Passage provided:
[start]

Changing jboss-log4j.xml caused JBoss to go unresponsive
Environment
- JBoss Enterprise Application Platform
- 4.3.x
- 5.x
Issue
-
We made a change to the jboss-log4j.xml file and then JBoss went unresponsive.
-
Many threads are stuck waiting to lock a org.apache.log4j.spi.Rootlogger. This RootLogger is locked by the Timer-Log4jService thread, which is in a waiting state itself:
"Timer-Log4jService" daemon prio=10 tid=0x00002aaae02e5800 nid=0x50ac in Object.wait() [0x000000004287a000] java.lang.Thread.State: WAITING (on object monitor) at java.lang.Object.wait(Native Method) at java.lang.Thread.join(Thread.java:1186) - locked <0x00000004232ca6f8> (a java.lang.Thread) at java.lang.Thread.join(Thread.java:1239) at org.apache.log4j.AsyncAppender.close(AsyncAppender.java:240) at org.apache.log4j.helpers.AppenderAttachableImpl.removeAllAppenders(AppenderAttachableImpl.java:140) at org.apache.log4j.Category.removeAllAppenders(Category.java:868) - locked <0x000000040f464d78> (a org.apache.log4j.spi.RootLogger) at org.apache.log4j.xml.DOMConfigurator.parseChildrenOfLoggerElement(DOMConfigurator.java:410) at org.apache.log4j.xml.DOMConfigurator.parseRoot(DOMConfigurator.java:394) - locked <0x000000040f464d78> (a org.apache.log4j.spi.RootLogger) at org.apache.log4j.xml.DOMConfigurator.parse(DOMConfigurator.java:829) at org.apache.log4j.xml.DOMConfigurator.doConfigure(DOMConfigurator.java:712) at org.apache.log4j.xml.DOMConfigurator.doConfigure(DOMConfigurator.java:618) at org.apache.log4j.xml.DOMConfigurator.configure(DOMConfigurator.java:743) at org.jboss.logging.Log4jService$URLWatchTimerTask.reconfigure(Log4jService.java:697) at org.jboss.logging.Log4jService$URLWatchTimerTask.run(Log4jService.java:636) at java.util.TimerThread.mainLoop(Timer.java:512) at java.util.TimerThread.run(Timer.java:462)

[end]

Request 1: Reproduce everything in the JBoss logging page from "Changing jboss-log4j.xml caused" down to "JBoss went unresponsive.".

[Entries from a dataset]
[start]

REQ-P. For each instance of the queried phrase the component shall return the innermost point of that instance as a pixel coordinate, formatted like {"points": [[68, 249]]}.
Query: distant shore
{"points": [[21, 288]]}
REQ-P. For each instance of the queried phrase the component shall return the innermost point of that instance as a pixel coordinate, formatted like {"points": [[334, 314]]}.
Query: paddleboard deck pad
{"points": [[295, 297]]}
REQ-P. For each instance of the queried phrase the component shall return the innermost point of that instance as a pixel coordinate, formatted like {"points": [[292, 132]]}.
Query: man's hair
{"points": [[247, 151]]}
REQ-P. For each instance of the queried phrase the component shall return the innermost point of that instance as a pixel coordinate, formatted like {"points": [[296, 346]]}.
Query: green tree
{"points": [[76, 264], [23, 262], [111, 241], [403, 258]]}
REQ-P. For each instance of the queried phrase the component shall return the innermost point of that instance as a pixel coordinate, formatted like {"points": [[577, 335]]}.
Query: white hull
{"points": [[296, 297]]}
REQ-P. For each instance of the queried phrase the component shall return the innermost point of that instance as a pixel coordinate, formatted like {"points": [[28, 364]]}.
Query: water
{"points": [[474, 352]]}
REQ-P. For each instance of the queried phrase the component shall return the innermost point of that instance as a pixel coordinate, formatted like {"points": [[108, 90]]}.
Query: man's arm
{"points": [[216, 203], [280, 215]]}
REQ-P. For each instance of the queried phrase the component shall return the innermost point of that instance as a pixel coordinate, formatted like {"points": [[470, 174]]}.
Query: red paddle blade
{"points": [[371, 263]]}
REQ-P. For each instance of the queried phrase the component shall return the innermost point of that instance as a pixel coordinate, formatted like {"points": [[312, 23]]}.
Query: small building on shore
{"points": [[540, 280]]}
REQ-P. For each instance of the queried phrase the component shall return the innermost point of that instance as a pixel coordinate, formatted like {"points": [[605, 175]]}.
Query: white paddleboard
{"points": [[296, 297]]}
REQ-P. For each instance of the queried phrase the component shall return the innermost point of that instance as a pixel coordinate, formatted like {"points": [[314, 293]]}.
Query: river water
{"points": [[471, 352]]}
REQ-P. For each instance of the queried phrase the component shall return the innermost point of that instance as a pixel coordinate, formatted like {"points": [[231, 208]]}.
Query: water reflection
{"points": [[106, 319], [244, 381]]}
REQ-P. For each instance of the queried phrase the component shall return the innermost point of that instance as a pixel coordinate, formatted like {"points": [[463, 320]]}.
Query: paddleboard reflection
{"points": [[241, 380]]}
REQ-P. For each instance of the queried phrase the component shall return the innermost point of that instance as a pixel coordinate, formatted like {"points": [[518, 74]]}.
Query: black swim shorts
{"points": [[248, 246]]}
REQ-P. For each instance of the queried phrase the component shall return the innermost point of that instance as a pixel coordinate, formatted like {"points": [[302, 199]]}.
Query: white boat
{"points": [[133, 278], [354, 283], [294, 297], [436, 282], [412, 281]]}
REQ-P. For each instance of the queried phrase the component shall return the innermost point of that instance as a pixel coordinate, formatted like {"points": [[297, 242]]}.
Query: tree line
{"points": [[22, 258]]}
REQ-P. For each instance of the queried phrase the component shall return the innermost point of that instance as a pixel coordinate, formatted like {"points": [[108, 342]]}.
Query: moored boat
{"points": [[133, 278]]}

[end]

Request 2: Find each line of the records that includes the string "white" and copy those lines.

Expected output 1:
Changing jboss-log4j.xml caused JBoss to go unresponsive
Environment
- JBoss Enterprise Application Platform
- 4.3.x
- 5.x
Issue
-
We made a change to the jboss-log4j.xml file and then JBoss went unresponsive.

Expected output 2:
Query: white hull
Query: white paddleboard
Query: white boat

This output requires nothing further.